▸ PROBLEM
Leave out the pictures and copy the remaining records exactly.

Point labeling dataset excerpts:
__________________________________________________

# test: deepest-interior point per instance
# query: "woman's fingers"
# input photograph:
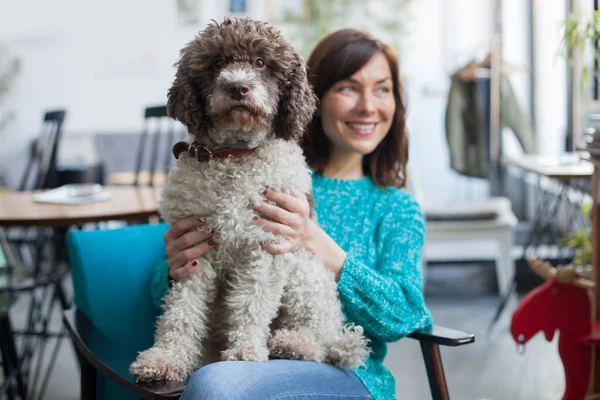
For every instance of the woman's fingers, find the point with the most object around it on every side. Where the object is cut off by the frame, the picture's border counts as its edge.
(182, 258)
(183, 272)
(276, 228)
(180, 227)
(279, 214)
(279, 248)
(187, 240)
(288, 202)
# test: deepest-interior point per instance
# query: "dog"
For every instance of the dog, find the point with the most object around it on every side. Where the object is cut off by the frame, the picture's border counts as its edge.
(242, 92)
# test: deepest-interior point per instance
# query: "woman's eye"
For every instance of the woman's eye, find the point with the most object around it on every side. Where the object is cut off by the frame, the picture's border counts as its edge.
(219, 64)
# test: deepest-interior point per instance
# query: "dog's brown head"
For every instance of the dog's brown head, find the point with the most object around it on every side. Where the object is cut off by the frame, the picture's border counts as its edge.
(241, 80)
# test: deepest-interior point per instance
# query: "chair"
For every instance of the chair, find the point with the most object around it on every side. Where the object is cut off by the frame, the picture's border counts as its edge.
(44, 152)
(155, 143)
(461, 233)
(13, 385)
(114, 316)
(468, 232)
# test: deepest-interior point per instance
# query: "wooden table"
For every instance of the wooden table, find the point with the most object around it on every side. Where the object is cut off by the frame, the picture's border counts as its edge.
(126, 203)
(18, 209)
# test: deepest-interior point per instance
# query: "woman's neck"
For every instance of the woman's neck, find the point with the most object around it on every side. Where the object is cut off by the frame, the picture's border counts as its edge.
(344, 166)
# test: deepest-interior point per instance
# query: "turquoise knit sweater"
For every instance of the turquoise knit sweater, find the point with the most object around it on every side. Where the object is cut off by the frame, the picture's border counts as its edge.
(382, 231)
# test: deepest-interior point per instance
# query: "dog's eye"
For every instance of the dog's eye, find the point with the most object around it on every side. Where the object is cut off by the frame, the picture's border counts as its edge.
(219, 64)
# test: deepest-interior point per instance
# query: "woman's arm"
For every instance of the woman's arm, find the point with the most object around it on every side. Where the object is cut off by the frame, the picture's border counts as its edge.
(385, 299)
(185, 241)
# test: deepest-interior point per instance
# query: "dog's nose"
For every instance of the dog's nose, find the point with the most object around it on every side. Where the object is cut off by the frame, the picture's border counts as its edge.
(239, 90)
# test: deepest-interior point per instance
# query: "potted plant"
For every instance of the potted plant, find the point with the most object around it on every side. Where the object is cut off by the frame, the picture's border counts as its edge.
(581, 241)
(383, 18)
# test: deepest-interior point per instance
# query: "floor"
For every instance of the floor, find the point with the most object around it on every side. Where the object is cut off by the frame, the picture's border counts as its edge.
(460, 297)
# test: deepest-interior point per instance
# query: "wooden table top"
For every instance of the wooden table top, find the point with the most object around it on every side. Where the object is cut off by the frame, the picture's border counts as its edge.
(126, 203)
(568, 166)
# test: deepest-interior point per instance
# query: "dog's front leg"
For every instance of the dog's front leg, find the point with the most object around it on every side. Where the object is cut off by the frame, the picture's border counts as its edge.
(252, 301)
(177, 349)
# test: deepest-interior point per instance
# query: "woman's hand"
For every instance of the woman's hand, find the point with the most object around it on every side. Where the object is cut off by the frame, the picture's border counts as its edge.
(291, 219)
(185, 243)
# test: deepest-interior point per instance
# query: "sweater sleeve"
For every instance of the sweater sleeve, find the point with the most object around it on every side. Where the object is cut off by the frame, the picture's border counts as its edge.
(160, 283)
(387, 299)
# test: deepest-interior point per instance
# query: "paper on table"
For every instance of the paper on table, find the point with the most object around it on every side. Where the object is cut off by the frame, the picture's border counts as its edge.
(62, 195)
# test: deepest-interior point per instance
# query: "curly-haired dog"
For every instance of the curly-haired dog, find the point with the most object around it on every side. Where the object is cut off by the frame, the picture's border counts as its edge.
(242, 92)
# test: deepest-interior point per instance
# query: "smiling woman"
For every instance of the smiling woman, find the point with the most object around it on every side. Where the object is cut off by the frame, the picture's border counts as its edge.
(356, 78)
(368, 232)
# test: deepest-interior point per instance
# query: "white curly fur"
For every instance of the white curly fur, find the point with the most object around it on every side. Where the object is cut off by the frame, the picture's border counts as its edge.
(285, 305)
(241, 302)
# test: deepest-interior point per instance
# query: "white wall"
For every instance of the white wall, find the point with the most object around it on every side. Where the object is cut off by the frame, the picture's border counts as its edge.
(105, 61)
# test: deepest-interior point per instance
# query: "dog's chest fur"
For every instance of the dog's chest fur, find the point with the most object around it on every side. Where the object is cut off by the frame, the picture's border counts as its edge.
(223, 191)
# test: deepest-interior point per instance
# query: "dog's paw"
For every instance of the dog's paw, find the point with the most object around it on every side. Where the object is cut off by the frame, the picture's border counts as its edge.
(157, 365)
(295, 345)
(245, 354)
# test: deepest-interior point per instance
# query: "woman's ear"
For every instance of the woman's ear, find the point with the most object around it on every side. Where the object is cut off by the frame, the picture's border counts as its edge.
(296, 104)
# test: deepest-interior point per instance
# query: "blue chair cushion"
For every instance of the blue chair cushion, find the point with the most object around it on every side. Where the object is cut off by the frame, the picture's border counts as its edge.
(112, 273)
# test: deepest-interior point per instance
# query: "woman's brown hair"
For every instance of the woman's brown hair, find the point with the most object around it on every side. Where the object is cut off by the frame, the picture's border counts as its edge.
(337, 57)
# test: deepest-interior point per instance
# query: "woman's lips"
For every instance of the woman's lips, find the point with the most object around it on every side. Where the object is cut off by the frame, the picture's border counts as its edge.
(362, 128)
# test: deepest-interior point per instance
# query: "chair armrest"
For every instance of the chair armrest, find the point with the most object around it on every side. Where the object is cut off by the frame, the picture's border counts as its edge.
(93, 351)
(443, 336)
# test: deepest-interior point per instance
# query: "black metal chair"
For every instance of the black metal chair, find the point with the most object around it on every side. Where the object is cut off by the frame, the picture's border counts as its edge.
(44, 153)
(14, 384)
(35, 266)
(109, 288)
(154, 156)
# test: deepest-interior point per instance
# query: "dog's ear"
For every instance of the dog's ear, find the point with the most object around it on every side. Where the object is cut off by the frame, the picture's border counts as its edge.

__________________________________________________

▸ RESPONSE BELOW
# test: deepest-interior point per instance
# query: "woman's fingers"
# input photograph:
For every instance of the woman's fingers, find the point with the most object around it on every side. Where the object is cut off by the frame, the picture's border counts as its edge.
(182, 258)
(183, 272)
(276, 228)
(180, 227)
(279, 214)
(279, 248)
(187, 240)
(288, 202)
# test: deepest-interior point per instance
# query: "dog"
For every instance of the dog, find the point with the most object around it on every side. Where the object is cut off by the frame, the picture's border counts as its edge.
(242, 92)
# test: deepest-interior point per instance
# query: "woman's eye"
For every instance of the woman's eye, find the point with the most object around it on every side. Where the object is cut off by the frame, the picture's border counts as its edge.
(219, 64)
# test: deepest-interior point per instance
# query: "dog's brown head"
For every instance of the dog's brown head, find the point with the most object around it on every side. Where the object is cut off by the frame, the picture's border counts as its edge.
(241, 80)
# test: deepest-interior point per instance
# query: "chair"
For every instance of the chair, find the point with the most object around it on every side. Where the object is cut off by the frame, the picture's border counts as its edge.
(44, 152)
(155, 143)
(461, 233)
(13, 385)
(114, 316)
(468, 232)
# test: deepest-interior point per instance
# query: "wooden table"
For every instance of the wooden table, find the point with the most object around it on every side. Where the object is cut off by the frame, the picture's border counts as its edge.
(126, 203)
(18, 209)
# test: deepest-interior point per instance
# query: "woman's neck"
For every instance of the woman's neck, find the point with the most object around it on every side. Where the object is cut off by the frame, the picture's border counts as its edge.
(344, 166)
# test: deepest-interior point per instance
# query: "turquoise knit sweater"
For every instance of the turquoise knit sweater, find the point with the most object around it on every side. Where the object is cut off by the frame, the picture's border counts as its edge.
(382, 231)
# test: deepest-interior point per instance
# query: "dog's eye"
For every instance of the dog's eye, find the point with the most object around it on every side. Where the object is cut off by the frame, the picture's border counts as its edge.
(219, 64)
# test: deepest-interior point per instance
# query: "woman's arm"
For every instance of the woman's arm, find the point with the most object around it on every side. Where the object is cut off by the frame, the picture's border counts as its edge.
(385, 299)
(185, 241)
# test: deepest-interior point per instance
# query: "dog's nose"
For every instance of the dog's nose, find the point with the most object around it on every side. Where the object is cut off by the frame, the picture's border counts as its edge.
(239, 90)
# test: deepest-interior point per instance
# query: "potted plant"
For every instance of the potted plant, find the point with the most object around it on every side. Where the object is cut off by the frame, the picture's border counts as its edge.
(581, 241)
(383, 18)
# test: deepest-interior point per instance
# query: "floor"
For every instance of the floor, find the point with the most object around it on every side. Where the object is cut off by the frame, the picture's border counts as its edge.
(460, 297)
# test: deepest-interior point per instance
# query: "wooden table top"
For every instance of the wooden table top, find the point with the most object around it on every side. Where the object is cut off by the frame, the picture's border counts as its edge.
(126, 203)
(568, 166)
# test: deepest-interior point per instance
# query: "dog's front leg"
For every instance of the dog's front leg, find the point with the most object around it on every side. Where the object is cut off by the frame, the picture's border counts as its edge.
(252, 301)
(177, 349)
# test: deepest-interior point per instance
# query: "woman's hand"
For every instance of the woman's hand, find the point with the most object around it on every side. Where the object is cut off by the frame, the picture's border counts as its edge.
(291, 219)
(185, 243)
# test: deepest-interior point per instance
# query: "sweater sleeve"
For every instance of the sweater sleeve, find the point with the most object around it on every side. Where the object is cut off by the frame, the picture's border counts as its edge.
(160, 283)
(387, 299)
# test: deepest-interior point per instance
# query: "paper on table"
For every instance of the paper on table, find the point with the most object around it on every side. Where the object is cut off by the frame, the picture's border counts as its edge.
(62, 195)
# test: deepest-interior point per instance
# query: "curly-haired dog"
For every instance of the curly-haired dog, find the point with the most object around it on every side. Where the object is cut off by the frame, the picture's border counts as its edge.
(242, 92)
# test: deepest-interior point per instance
# query: "smiling woman"
For every instance of the smiling woman, find the point with the most object around it on every side. Where the object is cut off by the frame, the picture's border counts as its edge.
(356, 78)
(368, 232)
# test: deepest-interior point per instance
# query: "white curly fur"
For every instance of the white curly fur, find the point with the most object around it on every side. Where the object is cut off by the frame, the picture's border counts as its edge.
(285, 305)
(241, 302)
# test: deepest-interior point per instance
# query: "white wall"
For every instance of the white wall, find the point with the most object around it on every side. Where the object is cut off by the frame, the picture's border counts as its edge.
(105, 61)
# test: deepest-interior point per instance
# query: "dog's chest fur"
For every instance of the dog's chest fur, find the point with the most object around it on every side. Where the object is cut off by the frame, the picture's border counts as its edge.
(223, 191)
# test: deepest-interior point per instance
# query: "dog's paw"
For every instance of the dog's paw, find the point with the most object around it on every side. Where the object is cut off by the frame, the picture's border counts as its edge.
(157, 365)
(295, 345)
(245, 354)
# test: deepest-interior point per instance
# query: "woman's ear"
For every instance of the woman's ear, find the point with the most object around it on every side. Where the object is cut off by the frame, the picture's border counts as its edge.
(296, 104)
# test: deepest-interior point per instance
# query: "blue chair cushion"
For every instance of the blue chair cushion, find the point with the most object around it on every side. Where the object is cut off by the frame, the picture's border counts as its edge.
(112, 273)
# test: deepest-interior point per instance
# query: "woman's brown hair"
For every instance of the woman's brown hair, find the point with the most object around it on every side. Where the object is cut off by the frame, the picture's border counts as its edge.
(337, 57)
# test: deepest-interior point per instance
# query: "woman's lips"
For every instance of the woman's lips, find the point with the most object around it on every side. Where the object is cut off by the frame, the picture's border counts as its edge.
(362, 128)
# test: deepest-interior point per instance
# query: "chair armrest"
For every instance of the chair armrest, find the point with the most object around it on every side. Where the object is cut off by the frame, the picture's border counts as its edge.
(93, 351)
(443, 336)
# test: deepest-interior point per instance
# query: "black metal chair"
For every instance of the black metal chair, find the point with the most object around it on every side. Where the object is cut off by the frame, the picture's border counts as its edge.
(44, 153)
(14, 384)
(35, 266)
(109, 288)
(154, 156)
# test: deepest-interior point per instance
# query: "dog's ear"
For every instance of the dog's ear, find the point with the most object around it on every side. Where the object is cut off by the frame, the picture's border counts as its edge.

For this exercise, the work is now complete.